Point-based annotation data

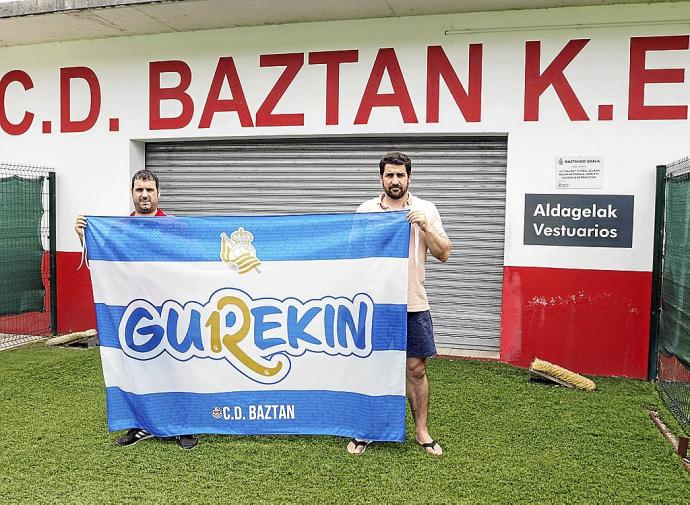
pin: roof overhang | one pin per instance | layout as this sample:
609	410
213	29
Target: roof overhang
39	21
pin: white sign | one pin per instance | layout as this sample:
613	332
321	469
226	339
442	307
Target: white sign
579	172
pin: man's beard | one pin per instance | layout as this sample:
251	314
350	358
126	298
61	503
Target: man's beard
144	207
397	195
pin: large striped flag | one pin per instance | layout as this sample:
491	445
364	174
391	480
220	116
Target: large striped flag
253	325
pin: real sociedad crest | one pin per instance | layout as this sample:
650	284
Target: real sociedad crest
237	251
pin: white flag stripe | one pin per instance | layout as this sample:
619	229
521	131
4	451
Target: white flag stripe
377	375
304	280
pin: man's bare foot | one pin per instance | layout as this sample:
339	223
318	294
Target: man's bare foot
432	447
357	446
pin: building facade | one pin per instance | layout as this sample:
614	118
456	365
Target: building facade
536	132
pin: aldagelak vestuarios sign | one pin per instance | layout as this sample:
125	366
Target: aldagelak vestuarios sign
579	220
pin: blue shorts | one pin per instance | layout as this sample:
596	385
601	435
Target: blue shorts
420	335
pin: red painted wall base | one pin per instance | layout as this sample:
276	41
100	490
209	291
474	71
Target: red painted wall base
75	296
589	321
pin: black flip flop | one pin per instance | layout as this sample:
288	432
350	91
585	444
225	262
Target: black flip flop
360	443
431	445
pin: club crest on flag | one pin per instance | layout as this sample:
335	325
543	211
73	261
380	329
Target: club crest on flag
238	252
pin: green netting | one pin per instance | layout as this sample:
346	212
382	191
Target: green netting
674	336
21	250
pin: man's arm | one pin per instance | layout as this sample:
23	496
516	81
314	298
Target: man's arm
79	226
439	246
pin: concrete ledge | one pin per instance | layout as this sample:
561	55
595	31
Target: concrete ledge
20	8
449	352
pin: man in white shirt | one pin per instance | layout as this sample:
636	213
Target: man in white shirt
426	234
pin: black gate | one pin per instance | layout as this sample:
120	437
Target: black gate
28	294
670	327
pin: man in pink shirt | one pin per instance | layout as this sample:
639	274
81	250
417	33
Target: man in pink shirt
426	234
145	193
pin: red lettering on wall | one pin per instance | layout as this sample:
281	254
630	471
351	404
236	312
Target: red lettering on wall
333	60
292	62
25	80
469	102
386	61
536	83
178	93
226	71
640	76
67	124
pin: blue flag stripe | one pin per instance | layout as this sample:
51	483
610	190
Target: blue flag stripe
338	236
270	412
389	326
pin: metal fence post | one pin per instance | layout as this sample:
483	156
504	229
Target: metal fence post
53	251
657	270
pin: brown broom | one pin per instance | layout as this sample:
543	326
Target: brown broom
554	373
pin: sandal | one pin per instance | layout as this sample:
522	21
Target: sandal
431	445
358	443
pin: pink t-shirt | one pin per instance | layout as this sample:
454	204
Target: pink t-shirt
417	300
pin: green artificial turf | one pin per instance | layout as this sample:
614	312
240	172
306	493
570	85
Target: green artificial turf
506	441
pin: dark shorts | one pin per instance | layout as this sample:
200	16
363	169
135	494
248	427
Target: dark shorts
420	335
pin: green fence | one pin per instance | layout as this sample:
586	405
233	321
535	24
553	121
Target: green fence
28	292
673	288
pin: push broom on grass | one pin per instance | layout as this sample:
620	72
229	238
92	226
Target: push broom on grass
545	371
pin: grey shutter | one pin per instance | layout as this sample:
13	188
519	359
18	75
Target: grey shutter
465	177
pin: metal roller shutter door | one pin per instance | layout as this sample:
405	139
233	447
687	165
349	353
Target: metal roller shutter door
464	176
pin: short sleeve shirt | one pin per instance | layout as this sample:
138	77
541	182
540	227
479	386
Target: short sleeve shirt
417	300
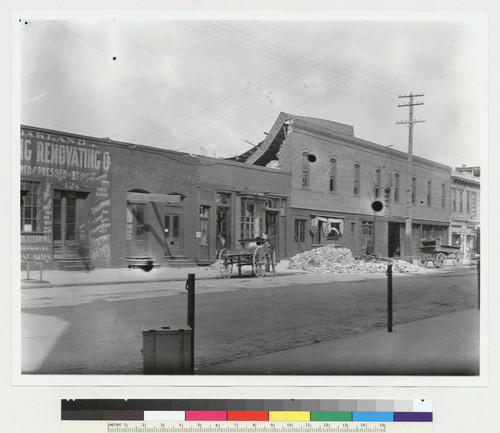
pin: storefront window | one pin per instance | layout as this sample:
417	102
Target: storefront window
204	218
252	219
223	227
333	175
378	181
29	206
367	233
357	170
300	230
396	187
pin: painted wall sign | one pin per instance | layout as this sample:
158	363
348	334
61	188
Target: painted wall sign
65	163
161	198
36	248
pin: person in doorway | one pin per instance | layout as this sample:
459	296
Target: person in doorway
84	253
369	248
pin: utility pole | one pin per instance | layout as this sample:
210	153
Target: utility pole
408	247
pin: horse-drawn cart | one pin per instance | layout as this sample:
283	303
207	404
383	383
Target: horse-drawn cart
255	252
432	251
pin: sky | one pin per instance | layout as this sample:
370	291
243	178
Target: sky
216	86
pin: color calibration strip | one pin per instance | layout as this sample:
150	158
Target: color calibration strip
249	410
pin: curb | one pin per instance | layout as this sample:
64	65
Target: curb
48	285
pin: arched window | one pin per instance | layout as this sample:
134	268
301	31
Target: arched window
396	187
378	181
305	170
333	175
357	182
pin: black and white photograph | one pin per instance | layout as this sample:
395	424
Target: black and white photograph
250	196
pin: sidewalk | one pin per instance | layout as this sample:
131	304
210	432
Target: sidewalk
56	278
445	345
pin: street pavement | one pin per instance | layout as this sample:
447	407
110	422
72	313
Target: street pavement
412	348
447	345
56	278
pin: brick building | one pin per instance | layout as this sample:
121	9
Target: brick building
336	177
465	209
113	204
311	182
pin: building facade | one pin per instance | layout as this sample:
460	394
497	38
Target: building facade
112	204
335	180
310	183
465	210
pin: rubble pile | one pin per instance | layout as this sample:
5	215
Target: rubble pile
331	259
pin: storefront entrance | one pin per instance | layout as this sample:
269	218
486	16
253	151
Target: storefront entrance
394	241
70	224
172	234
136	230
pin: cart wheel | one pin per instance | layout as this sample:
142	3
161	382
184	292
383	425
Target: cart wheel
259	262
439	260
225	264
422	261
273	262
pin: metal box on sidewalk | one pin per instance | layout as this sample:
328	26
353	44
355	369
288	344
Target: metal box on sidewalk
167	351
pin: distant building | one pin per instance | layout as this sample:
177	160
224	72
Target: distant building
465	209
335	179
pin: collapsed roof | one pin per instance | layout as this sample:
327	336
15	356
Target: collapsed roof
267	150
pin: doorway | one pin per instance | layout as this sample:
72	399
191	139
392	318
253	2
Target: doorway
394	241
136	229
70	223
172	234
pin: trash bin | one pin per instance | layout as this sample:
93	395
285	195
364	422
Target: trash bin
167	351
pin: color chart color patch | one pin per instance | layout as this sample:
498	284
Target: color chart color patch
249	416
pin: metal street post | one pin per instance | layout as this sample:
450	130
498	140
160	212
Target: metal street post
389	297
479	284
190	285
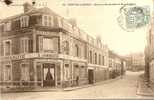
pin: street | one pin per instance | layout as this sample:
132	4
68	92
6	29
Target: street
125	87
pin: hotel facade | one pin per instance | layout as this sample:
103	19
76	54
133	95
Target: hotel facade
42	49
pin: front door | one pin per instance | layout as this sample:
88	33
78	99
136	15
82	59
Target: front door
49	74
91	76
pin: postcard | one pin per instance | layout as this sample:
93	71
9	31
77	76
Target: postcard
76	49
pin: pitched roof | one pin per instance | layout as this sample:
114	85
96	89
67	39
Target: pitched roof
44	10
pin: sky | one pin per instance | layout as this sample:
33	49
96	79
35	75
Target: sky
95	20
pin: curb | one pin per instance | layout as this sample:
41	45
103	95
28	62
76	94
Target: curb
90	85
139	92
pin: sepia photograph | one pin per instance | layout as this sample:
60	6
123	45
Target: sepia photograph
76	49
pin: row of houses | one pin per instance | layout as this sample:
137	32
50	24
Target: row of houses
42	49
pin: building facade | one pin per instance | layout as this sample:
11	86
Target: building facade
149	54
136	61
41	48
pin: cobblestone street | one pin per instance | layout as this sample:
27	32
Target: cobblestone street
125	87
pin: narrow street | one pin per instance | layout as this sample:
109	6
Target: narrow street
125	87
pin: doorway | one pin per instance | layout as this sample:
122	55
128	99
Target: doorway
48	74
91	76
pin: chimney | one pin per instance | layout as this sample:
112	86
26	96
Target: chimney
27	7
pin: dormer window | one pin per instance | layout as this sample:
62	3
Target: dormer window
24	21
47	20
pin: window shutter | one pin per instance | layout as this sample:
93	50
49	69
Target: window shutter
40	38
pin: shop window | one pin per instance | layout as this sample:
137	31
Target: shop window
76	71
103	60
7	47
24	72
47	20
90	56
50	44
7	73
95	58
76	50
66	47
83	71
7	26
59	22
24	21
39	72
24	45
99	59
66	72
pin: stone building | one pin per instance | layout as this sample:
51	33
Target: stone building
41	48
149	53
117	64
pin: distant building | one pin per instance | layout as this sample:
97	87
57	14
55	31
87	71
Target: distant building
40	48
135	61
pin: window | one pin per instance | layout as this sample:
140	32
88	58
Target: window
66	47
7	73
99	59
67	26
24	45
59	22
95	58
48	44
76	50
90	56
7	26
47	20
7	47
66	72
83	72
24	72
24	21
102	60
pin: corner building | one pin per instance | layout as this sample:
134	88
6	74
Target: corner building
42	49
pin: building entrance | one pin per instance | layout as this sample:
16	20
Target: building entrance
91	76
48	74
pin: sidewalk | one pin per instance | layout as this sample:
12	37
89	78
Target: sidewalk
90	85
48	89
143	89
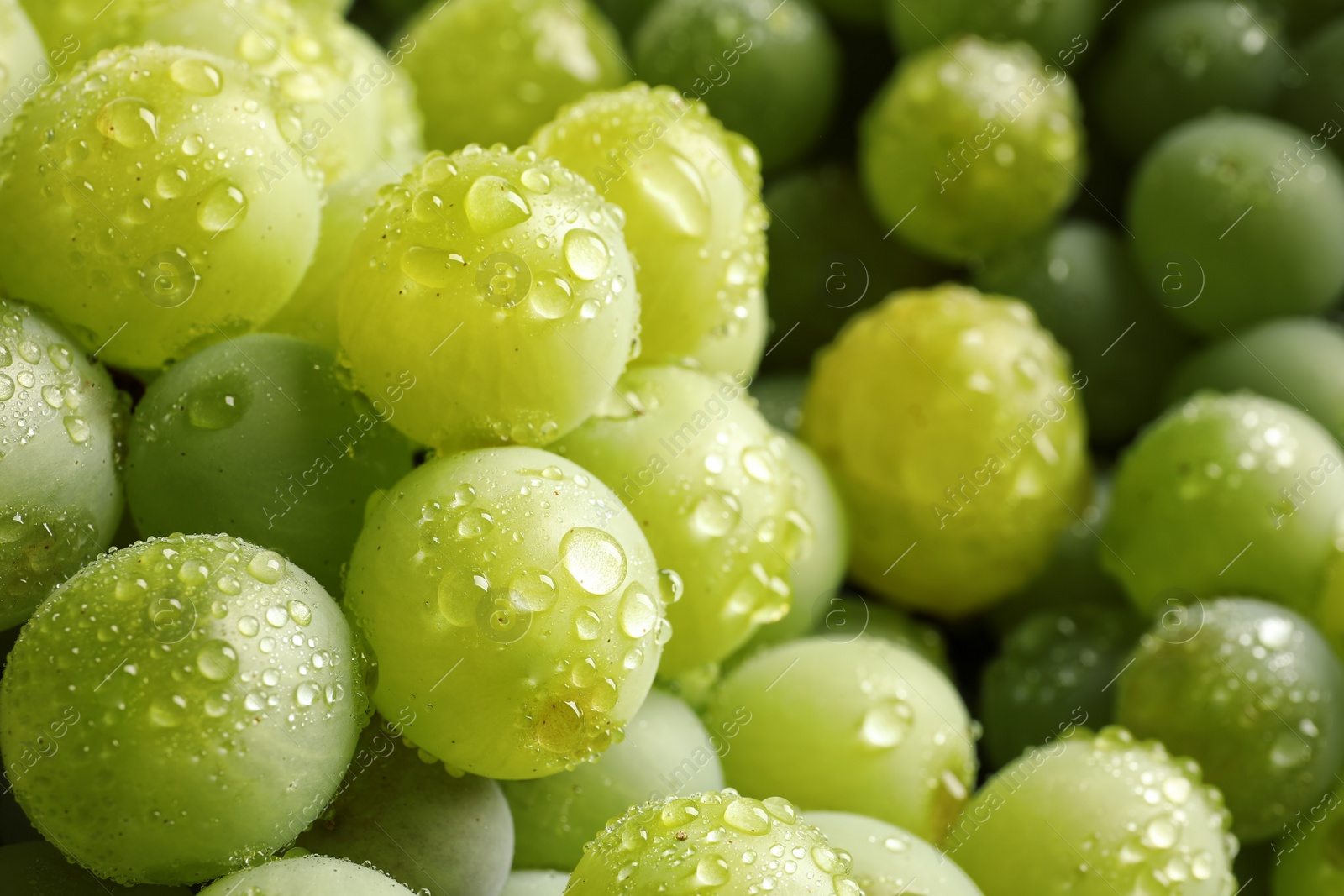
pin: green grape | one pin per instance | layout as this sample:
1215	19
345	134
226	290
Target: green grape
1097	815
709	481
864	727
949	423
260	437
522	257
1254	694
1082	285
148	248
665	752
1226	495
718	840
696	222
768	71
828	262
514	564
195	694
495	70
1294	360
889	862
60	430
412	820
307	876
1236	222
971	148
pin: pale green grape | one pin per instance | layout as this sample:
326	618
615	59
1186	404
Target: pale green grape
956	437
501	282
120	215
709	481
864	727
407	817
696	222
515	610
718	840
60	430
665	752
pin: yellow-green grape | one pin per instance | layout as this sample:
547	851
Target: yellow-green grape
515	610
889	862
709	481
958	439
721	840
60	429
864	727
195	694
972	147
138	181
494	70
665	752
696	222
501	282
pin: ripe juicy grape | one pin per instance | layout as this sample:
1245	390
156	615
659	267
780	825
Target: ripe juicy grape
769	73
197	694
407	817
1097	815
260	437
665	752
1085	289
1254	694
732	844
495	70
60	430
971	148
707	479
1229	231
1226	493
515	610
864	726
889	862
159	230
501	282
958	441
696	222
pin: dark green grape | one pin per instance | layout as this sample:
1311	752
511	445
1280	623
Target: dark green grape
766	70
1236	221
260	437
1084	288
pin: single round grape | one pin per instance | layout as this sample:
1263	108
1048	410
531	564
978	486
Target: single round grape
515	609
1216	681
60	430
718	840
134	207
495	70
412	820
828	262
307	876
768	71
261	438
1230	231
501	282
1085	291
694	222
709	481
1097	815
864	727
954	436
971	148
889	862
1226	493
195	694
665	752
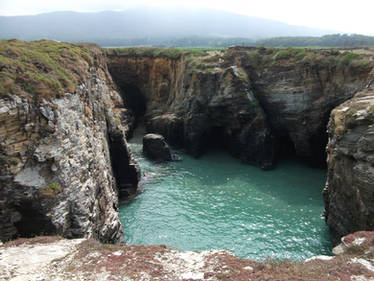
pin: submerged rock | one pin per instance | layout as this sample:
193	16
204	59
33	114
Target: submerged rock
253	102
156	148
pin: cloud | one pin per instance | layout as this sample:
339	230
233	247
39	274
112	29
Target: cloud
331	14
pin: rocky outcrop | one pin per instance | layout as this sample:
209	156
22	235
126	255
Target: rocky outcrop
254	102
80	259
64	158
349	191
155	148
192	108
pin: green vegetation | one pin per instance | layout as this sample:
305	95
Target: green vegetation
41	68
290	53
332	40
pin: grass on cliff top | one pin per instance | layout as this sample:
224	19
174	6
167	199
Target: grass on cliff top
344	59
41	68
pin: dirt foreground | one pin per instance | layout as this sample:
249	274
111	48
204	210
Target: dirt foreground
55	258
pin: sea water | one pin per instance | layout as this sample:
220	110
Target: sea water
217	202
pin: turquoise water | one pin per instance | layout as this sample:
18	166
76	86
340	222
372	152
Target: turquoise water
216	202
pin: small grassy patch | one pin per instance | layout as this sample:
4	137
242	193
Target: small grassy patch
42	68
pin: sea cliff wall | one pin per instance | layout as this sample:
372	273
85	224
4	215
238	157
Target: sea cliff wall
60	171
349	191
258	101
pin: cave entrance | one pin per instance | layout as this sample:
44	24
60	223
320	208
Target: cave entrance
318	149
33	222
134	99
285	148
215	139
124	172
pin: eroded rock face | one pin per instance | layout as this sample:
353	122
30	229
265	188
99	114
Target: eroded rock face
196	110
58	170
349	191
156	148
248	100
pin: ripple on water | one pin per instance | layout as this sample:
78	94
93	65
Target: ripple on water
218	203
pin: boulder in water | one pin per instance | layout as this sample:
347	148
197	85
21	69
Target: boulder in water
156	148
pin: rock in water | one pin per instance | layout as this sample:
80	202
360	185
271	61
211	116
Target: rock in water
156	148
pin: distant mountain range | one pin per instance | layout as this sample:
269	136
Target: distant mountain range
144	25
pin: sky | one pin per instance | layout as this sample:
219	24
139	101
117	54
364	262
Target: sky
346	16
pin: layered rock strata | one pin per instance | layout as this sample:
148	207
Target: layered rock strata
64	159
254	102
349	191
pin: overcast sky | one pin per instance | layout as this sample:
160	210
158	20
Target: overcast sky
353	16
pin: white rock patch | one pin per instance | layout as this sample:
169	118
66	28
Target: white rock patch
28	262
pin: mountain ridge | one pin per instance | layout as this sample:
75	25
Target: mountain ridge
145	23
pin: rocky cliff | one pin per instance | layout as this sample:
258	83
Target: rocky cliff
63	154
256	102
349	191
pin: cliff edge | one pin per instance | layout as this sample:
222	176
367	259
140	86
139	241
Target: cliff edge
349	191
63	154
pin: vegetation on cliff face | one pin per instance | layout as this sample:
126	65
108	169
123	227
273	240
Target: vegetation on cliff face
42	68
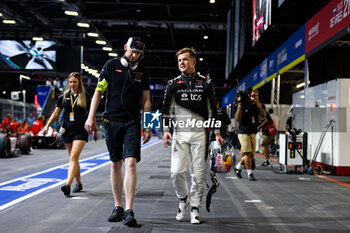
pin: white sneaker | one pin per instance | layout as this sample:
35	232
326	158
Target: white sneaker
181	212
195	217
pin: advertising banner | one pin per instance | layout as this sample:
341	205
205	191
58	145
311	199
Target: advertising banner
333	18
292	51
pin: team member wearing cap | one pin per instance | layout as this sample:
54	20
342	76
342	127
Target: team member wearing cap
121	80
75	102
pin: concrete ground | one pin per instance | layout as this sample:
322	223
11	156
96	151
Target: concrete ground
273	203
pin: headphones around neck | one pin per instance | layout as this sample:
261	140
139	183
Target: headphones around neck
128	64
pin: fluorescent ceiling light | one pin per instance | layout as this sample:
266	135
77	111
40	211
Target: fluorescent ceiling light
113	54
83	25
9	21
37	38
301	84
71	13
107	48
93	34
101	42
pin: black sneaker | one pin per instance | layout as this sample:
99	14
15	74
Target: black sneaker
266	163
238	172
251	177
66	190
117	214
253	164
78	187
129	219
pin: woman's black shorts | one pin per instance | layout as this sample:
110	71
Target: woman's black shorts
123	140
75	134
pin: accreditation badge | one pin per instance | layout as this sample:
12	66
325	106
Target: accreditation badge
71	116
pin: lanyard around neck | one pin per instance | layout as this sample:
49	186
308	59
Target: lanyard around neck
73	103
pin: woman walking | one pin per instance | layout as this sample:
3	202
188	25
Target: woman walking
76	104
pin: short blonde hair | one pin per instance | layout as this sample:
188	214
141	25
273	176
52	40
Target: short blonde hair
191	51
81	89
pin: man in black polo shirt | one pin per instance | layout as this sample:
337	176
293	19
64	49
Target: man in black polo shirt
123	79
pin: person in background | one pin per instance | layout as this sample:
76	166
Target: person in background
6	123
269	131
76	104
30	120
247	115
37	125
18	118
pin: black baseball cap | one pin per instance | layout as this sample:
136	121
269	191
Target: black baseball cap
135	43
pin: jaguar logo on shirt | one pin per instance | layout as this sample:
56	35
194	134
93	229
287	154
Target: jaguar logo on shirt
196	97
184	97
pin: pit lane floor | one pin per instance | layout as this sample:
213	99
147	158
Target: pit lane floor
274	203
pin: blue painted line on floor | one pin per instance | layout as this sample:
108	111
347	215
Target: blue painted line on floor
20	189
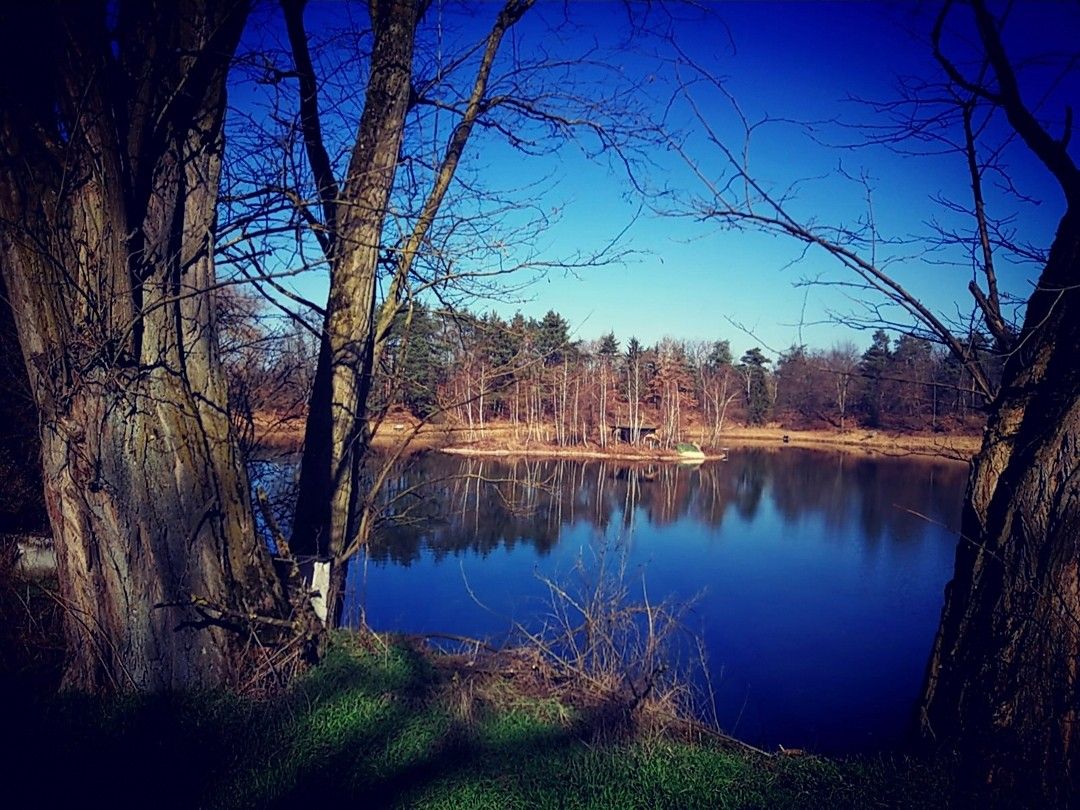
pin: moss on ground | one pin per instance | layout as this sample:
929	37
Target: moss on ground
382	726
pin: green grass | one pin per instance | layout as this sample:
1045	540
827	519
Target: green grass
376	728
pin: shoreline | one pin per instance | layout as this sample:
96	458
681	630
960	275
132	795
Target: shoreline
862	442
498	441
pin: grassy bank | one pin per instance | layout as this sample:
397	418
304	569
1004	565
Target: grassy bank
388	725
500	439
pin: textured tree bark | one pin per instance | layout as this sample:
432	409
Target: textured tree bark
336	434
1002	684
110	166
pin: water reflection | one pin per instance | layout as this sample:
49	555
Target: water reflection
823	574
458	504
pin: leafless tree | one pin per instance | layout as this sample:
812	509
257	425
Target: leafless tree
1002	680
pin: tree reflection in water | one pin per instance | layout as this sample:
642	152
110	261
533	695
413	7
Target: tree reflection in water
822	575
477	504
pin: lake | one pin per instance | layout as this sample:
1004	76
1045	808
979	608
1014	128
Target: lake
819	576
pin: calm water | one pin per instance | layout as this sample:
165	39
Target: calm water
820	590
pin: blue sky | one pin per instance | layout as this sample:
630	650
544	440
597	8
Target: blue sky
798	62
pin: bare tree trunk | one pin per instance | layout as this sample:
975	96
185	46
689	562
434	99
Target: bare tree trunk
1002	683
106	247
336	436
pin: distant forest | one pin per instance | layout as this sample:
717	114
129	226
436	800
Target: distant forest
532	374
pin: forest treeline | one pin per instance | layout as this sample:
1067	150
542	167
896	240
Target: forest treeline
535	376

### Task objective:
Pictures aside, set down the lines from the one containing "pin: black baseball" through the end of the records above, exactly and only those.

### Full answer:
pin: black baseball cap | one pin per instance | layout as this sample:
136	121
269	191
Target: black baseball cap
135	43
pin: jaguar logo on shirt | one pin per instance | layout as this sample:
56	35
194	134
93	229
287	154
Target: jaguar logo on shirt
196	97
184	97
pin: pit lane floor | one pin per instance | layout as this sample:
213	99
147	158
Target: pit lane floor
274	203
pin: blue painted line on floor | one pin per instance | layout as this sample:
108	111
347	215
Target: blue painted line on floor
20	189
pin: moss on ground | one pin per instance | layout as this sample:
929	37
Target: moss on ground
382	726
pin: green grass | one pin per instance | layout as this sample:
1045	540
827	519
Target: green grass
376	728
pin: shoreline | one pin per instance | layout as this sample:
96	458
681	630
960	275
132	795
Target: shoreline
862	442
498	441
pin: grassy bank | one pin per instance | layout as this sample:
397	418
304	569
1004	565
Target: grassy bank
388	725
500	439
pin: textured tree bark | one pin per instance | layout as this sample:
432	409
Target: textured tree bark
336	434
1002	684
110	166
pin: water reflection | one pin per instance | layout as this sample:
49	555
Target: water reflection
823	574
458	504
pin: leafless tree | one pin per instance | layout as this sample:
812	509
257	425
Target: leafless tree
1002	680
pin: tree reflection in water | one pin per instance | layout as this sample:
642	152
110	261
533	695
413	7
Target: tree reflection in water
822	575
477	504
pin: lake | one pin per instance | layout as this sample:
1004	76
1045	808
979	608
1014	128
Target: lake
819	576
pin: calm water | one pin per instance | layout as this sample:
165	39
Target: calm water
820	590
pin: blue sky | one pin per instance | layout as this sample:
630	650
544	440
597	8
Target: blue sky
798	62
pin: bare tree trunk | one pin per instance | layout as this sample:
975	96
185	46
689	562
434	99
Target: bare tree trunk
1002	683
106	247
336	436
pin: distant forest | one pin per instance | layout as this sample:
717	114
129	226
436	800
Target: distant forest
532	374
pin: forest treeline | one pin per instance | layout as this sample:
1067	150
542	167
896	240
Target: forest treeline
535	376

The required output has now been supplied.